- _DATA FOR ANALYSIS_
****************************************
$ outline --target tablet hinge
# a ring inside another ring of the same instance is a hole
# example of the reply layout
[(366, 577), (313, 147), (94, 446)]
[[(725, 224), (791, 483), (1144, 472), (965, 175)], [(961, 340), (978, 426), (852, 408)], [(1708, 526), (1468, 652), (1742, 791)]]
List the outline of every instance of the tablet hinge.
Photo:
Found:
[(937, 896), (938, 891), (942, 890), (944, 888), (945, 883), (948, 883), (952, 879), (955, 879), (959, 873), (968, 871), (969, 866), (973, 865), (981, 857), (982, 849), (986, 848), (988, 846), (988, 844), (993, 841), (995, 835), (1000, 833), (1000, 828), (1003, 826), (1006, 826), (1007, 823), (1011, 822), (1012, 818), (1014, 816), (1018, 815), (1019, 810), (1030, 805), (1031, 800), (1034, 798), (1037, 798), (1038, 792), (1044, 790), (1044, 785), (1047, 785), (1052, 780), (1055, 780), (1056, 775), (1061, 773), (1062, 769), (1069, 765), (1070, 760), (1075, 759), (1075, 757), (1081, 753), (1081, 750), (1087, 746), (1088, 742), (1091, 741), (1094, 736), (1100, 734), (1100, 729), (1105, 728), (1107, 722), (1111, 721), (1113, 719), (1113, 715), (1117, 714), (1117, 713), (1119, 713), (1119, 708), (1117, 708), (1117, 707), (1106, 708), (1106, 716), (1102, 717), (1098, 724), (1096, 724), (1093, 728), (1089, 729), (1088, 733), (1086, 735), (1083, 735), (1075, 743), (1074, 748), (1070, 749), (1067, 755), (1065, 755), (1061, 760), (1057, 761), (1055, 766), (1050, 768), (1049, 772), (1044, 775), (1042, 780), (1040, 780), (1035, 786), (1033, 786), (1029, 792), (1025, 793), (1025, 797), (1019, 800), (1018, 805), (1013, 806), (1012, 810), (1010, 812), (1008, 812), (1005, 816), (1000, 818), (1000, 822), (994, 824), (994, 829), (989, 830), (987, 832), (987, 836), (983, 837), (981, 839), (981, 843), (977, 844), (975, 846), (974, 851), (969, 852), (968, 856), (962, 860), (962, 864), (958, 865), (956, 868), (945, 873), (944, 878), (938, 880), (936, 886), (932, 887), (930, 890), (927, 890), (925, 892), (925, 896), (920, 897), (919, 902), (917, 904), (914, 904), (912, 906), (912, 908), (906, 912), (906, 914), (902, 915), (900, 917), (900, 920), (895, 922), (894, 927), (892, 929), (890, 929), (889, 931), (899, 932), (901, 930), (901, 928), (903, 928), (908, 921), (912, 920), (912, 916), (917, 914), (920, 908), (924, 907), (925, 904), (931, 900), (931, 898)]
****************************************
- _PROBLEM REQUIREMENTS_
From the beginning of the listing above down to the line with "652), (1742, 791)]]", every line should be restated exactly.

- _SOLUTION TO THIS EXERCISE_
$ outline --target tablet hinge
# a ring inside another ring of the same instance is a hole
# example of the reply layout
[(366, 577), (313, 147), (94, 446)]
[[(725, 224), (791, 483), (1144, 472), (965, 175)], [(961, 340), (978, 426), (852, 408)], [(1708, 526), (1468, 652), (1742, 791)]]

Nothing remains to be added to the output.